# START OF Data to use

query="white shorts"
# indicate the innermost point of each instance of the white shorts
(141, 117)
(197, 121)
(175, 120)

# END OF Data to use

• Work to complete: Rewrite all of the items, substituting "white pants" for every occurrence of "white shorts" and leaving everything else unchanged.

• Exercise result:
query="white pants"
# indicate the innermost point of each instance of the white pants
(141, 117)
(197, 121)
(175, 120)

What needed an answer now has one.